Alitash National Park, also called Alatish or Alatash National Park, is a national park in North Gondar Zone, Amhara Region, Ethiopia. It is adjacent to Sudan's Dinder National Park. The national park was founded in 2006.

Geography
Alatish National Park is located 1080 km northwest of Addis Ababa. The area of the park contains mountainous river valleys, open grasslands, deciduous woodlands, and scattered hills along with seasonal rivers. The woodlands of Alatish National Park became a suitable habitat for multiple species of birds.

Wildlife

Flora
Alitash National Park encompasses seasonal wetlands, riverine ecosystems, wooded grasslands, and diverse woodlands.

Fauna 
Alitash National Park hosts 37 mammal species including African elephant, leopard, greater kudu and lesser kudu. Seven species of reptiles include Egyptian cobra, black mamba, Nile monitor and rock python are found within the ecosystem.

Entries from a pointing dataset
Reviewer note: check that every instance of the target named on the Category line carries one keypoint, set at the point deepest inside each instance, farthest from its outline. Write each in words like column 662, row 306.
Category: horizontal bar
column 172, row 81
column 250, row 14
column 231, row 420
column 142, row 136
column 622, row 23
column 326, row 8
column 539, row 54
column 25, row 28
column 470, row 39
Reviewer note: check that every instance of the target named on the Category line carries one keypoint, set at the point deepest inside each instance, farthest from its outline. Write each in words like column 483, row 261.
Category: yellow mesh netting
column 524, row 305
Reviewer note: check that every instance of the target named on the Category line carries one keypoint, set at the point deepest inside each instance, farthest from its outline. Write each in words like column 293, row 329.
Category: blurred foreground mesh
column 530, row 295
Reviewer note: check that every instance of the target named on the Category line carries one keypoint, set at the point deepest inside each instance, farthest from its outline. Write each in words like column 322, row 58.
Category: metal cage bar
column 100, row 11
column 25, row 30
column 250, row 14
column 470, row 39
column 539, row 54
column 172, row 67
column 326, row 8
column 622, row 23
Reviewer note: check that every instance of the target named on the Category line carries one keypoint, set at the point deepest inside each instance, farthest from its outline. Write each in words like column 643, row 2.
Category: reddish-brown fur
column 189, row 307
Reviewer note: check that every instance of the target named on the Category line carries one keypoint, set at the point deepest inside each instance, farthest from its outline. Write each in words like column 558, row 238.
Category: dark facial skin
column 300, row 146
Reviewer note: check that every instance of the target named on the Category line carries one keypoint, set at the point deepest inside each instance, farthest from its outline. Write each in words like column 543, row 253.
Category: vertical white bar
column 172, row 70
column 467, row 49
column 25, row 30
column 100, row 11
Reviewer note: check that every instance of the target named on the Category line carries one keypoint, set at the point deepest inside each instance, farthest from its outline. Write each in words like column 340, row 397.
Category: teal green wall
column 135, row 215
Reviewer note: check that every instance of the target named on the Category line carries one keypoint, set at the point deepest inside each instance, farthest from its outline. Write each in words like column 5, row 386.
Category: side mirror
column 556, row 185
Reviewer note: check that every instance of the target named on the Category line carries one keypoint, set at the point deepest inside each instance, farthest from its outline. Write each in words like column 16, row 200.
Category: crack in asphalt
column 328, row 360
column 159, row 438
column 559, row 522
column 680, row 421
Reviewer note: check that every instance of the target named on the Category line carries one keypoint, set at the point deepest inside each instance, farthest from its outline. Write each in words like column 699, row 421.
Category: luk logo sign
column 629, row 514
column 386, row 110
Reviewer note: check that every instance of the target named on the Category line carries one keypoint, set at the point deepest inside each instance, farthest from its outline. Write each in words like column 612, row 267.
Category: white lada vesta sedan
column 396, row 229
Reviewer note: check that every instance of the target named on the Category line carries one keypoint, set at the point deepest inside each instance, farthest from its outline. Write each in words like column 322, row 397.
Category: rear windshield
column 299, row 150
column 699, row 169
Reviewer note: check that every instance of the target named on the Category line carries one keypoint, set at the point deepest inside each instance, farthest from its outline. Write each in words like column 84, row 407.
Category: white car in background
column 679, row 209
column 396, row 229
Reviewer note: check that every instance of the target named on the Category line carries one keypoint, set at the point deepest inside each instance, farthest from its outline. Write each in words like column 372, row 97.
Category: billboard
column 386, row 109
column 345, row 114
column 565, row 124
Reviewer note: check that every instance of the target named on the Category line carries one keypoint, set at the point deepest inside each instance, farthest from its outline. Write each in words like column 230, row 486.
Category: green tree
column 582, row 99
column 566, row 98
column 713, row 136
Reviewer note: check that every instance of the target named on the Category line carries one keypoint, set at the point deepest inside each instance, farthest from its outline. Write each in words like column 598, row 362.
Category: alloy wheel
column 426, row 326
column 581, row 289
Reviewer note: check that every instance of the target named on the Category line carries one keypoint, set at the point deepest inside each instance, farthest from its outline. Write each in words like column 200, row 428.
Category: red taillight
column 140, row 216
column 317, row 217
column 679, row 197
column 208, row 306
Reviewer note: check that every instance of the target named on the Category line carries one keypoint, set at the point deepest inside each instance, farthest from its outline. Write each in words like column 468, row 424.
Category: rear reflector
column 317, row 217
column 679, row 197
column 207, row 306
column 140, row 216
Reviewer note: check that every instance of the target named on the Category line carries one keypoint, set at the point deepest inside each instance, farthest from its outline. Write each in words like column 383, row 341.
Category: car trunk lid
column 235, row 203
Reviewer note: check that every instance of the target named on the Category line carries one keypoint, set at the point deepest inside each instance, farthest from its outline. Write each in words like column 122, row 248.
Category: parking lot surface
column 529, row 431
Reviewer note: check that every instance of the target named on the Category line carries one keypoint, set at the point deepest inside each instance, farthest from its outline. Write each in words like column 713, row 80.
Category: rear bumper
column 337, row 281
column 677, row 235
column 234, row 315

Tasks to carry out
1. From the Alitash National Park text, return the stretch from "Alitash National Park, also" through "species of birds.", copied word for word.
2. Locate every line of the records that holds the string "rear", and copy each such line. Case counts.

Solved tasks
1.
Alitash National Park, also called Alatish or Alatash National Park, is a national park in North Gondar Zone, Amhara Region, Ethiopia. It is adjacent to Sudan's Dinder National Park. The national park was founded in 2006.

Geography
Alatish National Park is located 1080 km northwest of Addis Ababa. The area of the park contains mountainous river valleys, open grasslands, deciduous woodlands, and scattered hills along with seasonal rivers. The woodlands of Alatish National Park became a suitable habitat for multiple species of birds.

2.
Category: rear windshield
Category: rear reflector
Category: rear bumper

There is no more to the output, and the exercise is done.